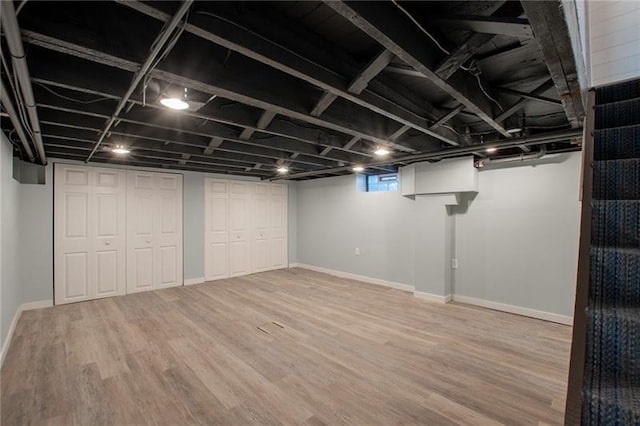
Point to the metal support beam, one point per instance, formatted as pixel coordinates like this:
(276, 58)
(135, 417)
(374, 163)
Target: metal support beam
(514, 27)
(156, 49)
(19, 59)
(552, 34)
(407, 43)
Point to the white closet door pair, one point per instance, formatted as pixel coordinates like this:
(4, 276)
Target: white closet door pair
(115, 232)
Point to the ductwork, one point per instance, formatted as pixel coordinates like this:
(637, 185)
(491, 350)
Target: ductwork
(488, 162)
(17, 125)
(19, 60)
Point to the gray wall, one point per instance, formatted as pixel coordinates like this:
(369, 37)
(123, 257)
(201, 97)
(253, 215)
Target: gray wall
(37, 231)
(10, 289)
(516, 242)
(334, 218)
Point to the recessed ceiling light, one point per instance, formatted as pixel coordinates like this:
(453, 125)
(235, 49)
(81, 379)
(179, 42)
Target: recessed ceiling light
(120, 149)
(175, 103)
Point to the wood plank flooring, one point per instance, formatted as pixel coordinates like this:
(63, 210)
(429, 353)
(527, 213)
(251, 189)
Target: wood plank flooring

_ _ _ _ _ _ _

Pictures are to be dropped, and every record is to be copied exactly.

→ **Answer below**
Point to the metal support beam, one point per instance, formatted as pixel coordinates like this:
(276, 58)
(135, 417)
(374, 163)
Target: metal support beam
(514, 27)
(156, 49)
(19, 59)
(552, 34)
(407, 43)
Point to the white closet door pair, one point per instance, formatted as pixel coordinates like this:
(4, 276)
Target: white closet door pair
(115, 232)
Point to the ductwork, one point per instance, formatted as pixel coordinates like this:
(637, 185)
(491, 350)
Target: ductwork
(488, 162)
(17, 125)
(19, 60)
Point to the gray wall, one point per instance, formatted as pixel coordinates like this:
(369, 37)
(123, 257)
(201, 97)
(253, 215)
Target: gray wall
(37, 231)
(10, 289)
(516, 242)
(334, 218)
Point to the recessed ceiling light, one point per instance, formatted as pixel coordinates like this:
(453, 125)
(235, 49)
(81, 379)
(179, 42)
Target: recessed ceiling light
(120, 149)
(175, 103)
Point to the wood plank flooring, one point per instance, formatted as pixel coordinates like this:
(63, 210)
(429, 353)
(527, 213)
(251, 189)
Target: wood plank flooring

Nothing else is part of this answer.